[Start of section]
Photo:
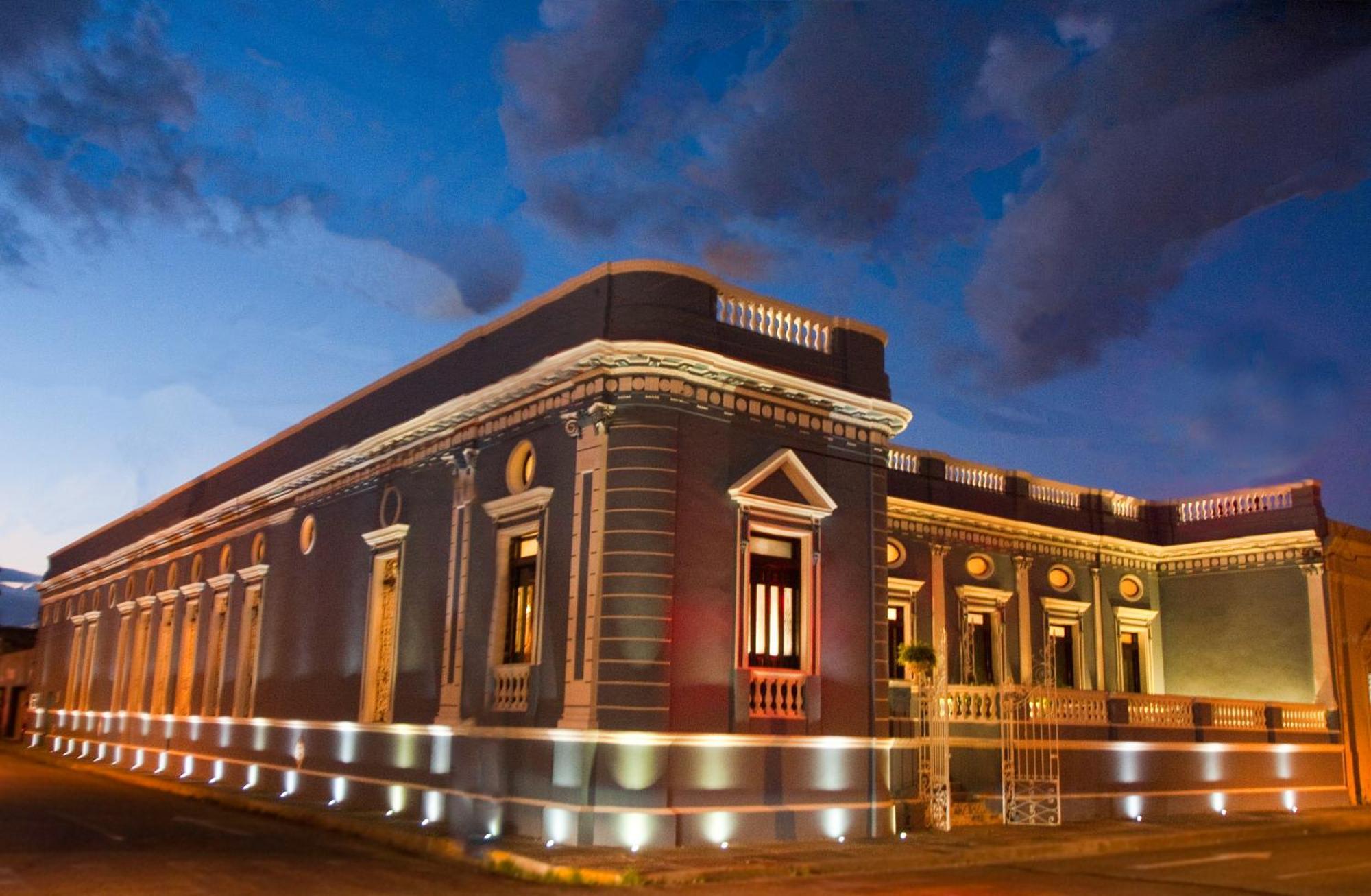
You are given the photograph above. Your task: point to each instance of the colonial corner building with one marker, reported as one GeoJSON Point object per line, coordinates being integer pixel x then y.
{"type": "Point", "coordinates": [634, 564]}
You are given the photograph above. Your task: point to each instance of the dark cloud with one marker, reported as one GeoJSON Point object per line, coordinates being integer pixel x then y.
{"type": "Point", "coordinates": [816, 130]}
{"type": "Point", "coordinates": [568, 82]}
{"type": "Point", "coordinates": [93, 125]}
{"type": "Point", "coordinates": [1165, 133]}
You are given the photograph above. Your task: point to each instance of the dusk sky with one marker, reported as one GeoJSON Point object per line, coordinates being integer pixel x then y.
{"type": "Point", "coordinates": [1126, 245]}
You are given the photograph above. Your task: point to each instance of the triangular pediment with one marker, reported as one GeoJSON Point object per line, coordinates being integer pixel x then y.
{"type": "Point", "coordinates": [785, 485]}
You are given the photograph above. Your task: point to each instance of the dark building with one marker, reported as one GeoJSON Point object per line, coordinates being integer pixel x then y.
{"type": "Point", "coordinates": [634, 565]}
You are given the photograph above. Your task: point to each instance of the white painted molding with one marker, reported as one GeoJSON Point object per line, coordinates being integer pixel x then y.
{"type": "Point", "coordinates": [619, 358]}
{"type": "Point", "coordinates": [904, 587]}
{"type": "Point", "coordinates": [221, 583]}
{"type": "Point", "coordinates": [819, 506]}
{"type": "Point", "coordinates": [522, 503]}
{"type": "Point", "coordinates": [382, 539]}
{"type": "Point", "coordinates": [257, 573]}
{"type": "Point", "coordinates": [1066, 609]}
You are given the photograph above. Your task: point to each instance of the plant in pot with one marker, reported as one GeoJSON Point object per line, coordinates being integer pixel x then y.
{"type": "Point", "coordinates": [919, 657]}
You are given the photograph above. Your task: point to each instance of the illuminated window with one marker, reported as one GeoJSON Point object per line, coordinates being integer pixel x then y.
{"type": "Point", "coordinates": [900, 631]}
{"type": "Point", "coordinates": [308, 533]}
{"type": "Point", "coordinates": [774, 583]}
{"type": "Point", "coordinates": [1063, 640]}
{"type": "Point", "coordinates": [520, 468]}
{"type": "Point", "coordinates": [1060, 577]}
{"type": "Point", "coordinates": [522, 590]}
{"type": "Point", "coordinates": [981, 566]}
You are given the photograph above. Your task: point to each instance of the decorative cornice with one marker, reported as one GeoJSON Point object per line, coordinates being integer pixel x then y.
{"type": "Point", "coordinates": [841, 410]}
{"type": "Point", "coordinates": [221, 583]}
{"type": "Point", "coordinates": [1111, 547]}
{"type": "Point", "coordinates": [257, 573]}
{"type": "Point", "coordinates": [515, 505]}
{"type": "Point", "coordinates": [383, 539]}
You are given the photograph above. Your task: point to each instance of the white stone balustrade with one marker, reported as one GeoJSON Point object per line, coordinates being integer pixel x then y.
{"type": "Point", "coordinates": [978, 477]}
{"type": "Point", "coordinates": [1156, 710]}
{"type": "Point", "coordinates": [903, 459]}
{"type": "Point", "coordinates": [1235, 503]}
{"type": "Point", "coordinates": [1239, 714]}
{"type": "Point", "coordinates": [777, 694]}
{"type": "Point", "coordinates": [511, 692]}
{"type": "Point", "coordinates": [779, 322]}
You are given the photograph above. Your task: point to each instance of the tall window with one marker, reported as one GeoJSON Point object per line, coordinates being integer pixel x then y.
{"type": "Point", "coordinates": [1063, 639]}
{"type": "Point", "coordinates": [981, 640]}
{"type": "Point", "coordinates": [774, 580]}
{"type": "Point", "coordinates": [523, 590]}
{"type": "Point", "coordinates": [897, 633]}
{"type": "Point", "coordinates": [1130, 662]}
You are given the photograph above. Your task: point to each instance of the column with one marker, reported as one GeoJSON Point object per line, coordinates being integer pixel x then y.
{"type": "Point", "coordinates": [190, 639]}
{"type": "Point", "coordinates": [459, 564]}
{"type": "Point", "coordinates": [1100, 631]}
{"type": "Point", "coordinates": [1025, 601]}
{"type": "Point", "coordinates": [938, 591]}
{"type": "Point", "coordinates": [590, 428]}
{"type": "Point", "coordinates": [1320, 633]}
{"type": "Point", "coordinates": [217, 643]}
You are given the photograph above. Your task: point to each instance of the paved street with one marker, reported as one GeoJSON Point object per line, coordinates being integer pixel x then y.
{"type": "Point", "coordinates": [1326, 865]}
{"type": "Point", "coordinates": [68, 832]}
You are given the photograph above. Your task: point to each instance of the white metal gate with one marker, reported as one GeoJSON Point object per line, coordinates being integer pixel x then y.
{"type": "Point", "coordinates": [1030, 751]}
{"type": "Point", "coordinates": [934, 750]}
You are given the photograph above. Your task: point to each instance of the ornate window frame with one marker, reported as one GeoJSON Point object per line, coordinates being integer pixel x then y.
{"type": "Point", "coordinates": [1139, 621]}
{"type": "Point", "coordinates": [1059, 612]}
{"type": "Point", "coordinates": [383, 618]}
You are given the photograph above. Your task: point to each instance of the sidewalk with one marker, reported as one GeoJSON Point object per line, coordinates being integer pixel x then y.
[End of section]
Problem statement. Write the material above out again exactly. Omit every image.

Task response.
Photo:
You are given the photograph above. Your task: point to each instance of the colonial corner building with one marker, reported as one GeoJSON Point object per line, coordinates being integer pixel x then y.
{"type": "Point", "coordinates": [634, 564]}
You are given the photograph above. Your task: point to each instance of the dark cloud with one marker, reported as one GeoJSON Point object per line, coordinates being integer pixel x then y.
{"type": "Point", "coordinates": [816, 130]}
{"type": "Point", "coordinates": [568, 82]}
{"type": "Point", "coordinates": [93, 125]}
{"type": "Point", "coordinates": [1165, 133]}
You are given the photograph above. Your task: point to each instance of the dusk sky with one marker, reported as one GeoJSON Point object per line, coordinates being integer pixel x then y.
{"type": "Point", "coordinates": [1126, 245]}
You are given the photograph above. Your task: point to each instance of the triangular pediment with one marker, reported as one GeoJSON Point object per line, coordinates being integer pixel x then y.
{"type": "Point", "coordinates": [785, 485]}
You are given the photograph above. Your task: point to each instance of the dark building with one marker, reported as one GeoJSON Point object per line, coordinates being integer pixel x then y.
{"type": "Point", "coordinates": [634, 565]}
You are given the photograph above. Your task: point to each instance of the white painted molding with one marker, reported as one GeoJSON Point object per line, coordinates being integer pixel x then y.
{"type": "Point", "coordinates": [619, 358]}
{"type": "Point", "coordinates": [904, 587]}
{"type": "Point", "coordinates": [221, 583]}
{"type": "Point", "coordinates": [819, 506]}
{"type": "Point", "coordinates": [522, 503]}
{"type": "Point", "coordinates": [382, 539]}
{"type": "Point", "coordinates": [257, 573]}
{"type": "Point", "coordinates": [1066, 609]}
You are given the photograph above. Your task: point to each instance of the plant in pot with one marker, reported as one GeoJSON Point object per line, coordinates being integer pixel x then y.
{"type": "Point", "coordinates": [919, 657]}
You are given the photograph above. Your task: point to each instance of the illuminated window with one marker, reported as one GeoJSON Point object per line, coordinates being integer pixel x then y.
{"type": "Point", "coordinates": [900, 631]}
{"type": "Point", "coordinates": [308, 533]}
{"type": "Point", "coordinates": [774, 583]}
{"type": "Point", "coordinates": [1063, 640]}
{"type": "Point", "coordinates": [520, 468]}
{"type": "Point", "coordinates": [1060, 577]}
{"type": "Point", "coordinates": [522, 590]}
{"type": "Point", "coordinates": [981, 566]}
You are given the photograph above. Your task: point to each instance of the decorative cornice with one marker, reported as one GeoJSON Point object per line, coordinates being integer pixel x then y.
{"type": "Point", "coordinates": [841, 410]}
{"type": "Point", "coordinates": [221, 583]}
{"type": "Point", "coordinates": [1111, 547]}
{"type": "Point", "coordinates": [257, 573]}
{"type": "Point", "coordinates": [515, 505]}
{"type": "Point", "coordinates": [383, 539]}
You are given the photograph above. Your task: point to each instance of the white stone balustrade with one marker, reported as one GeoJSON Point object per line, coordinates being integer pixel x then y.
{"type": "Point", "coordinates": [978, 477]}
{"type": "Point", "coordinates": [1156, 710]}
{"type": "Point", "coordinates": [903, 459]}
{"type": "Point", "coordinates": [1235, 503]}
{"type": "Point", "coordinates": [1239, 714]}
{"type": "Point", "coordinates": [777, 694]}
{"type": "Point", "coordinates": [511, 692]}
{"type": "Point", "coordinates": [779, 322]}
You are given the photograph above. Your task: point to each instance of the tall window with one marker, reported as one GeoJSON Point object per line, coordinates being integer pixel x then y.
{"type": "Point", "coordinates": [1063, 639]}
{"type": "Point", "coordinates": [981, 640]}
{"type": "Point", "coordinates": [774, 580]}
{"type": "Point", "coordinates": [523, 590]}
{"type": "Point", "coordinates": [897, 633]}
{"type": "Point", "coordinates": [1130, 662]}
You are given the photograph above. Your task: point to each instance of the column with one marker, reported as one GeoJSON Point object per line, coordinates being integer pixel x then y.
{"type": "Point", "coordinates": [190, 639]}
{"type": "Point", "coordinates": [459, 564]}
{"type": "Point", "coordinates": [1100, 631]}
{"type": "Point", "coordinates": [1025, 601]}
{"type": "Point", "coordinates": [938, 591]}
{"type": "Point", "coordinates": [590, 428]}
{"type": "Point", "coordinates": [1320, 633]}
{"type": "Point", "coordinates": [217, 643]}
You are given the photograph above. Your task: point to each instance of the paved street with one marker, reported as one GeoJSON Point object per line, coordinates being integer pixel x then y.
{"type": "Point", "coordinates": [1326, 865]}
{"type": "Point", "coordinates": [68, 832]}
You are given the photograph above. Your task: point to each instance of the white metal gate with one marker, reported as one GeoJSON Point object per line, coordinates being integer pixel x then y.
{"type": "Point", "coordinates": [1030, 751]}
{"type": "Point", "coordinates": [934, 750]}
You are given the photograph above. Your task: point to each instance of the ornate window frame with one marker, reported as one GeoJSON Point object per line, coordinates being integer pixel x then y.
{"type": "Point", "coordinates": [1139, 621]}
{"type": "Point", "coordinates": [1059, 612]}
{"type": "Point", "coordinates": [383, 618]}
You are given the photograph above. Your task: point to each instance of the sidewalk with one marker, reported as one GeoJSON Point object per line, coordinates being integer pixel x then y.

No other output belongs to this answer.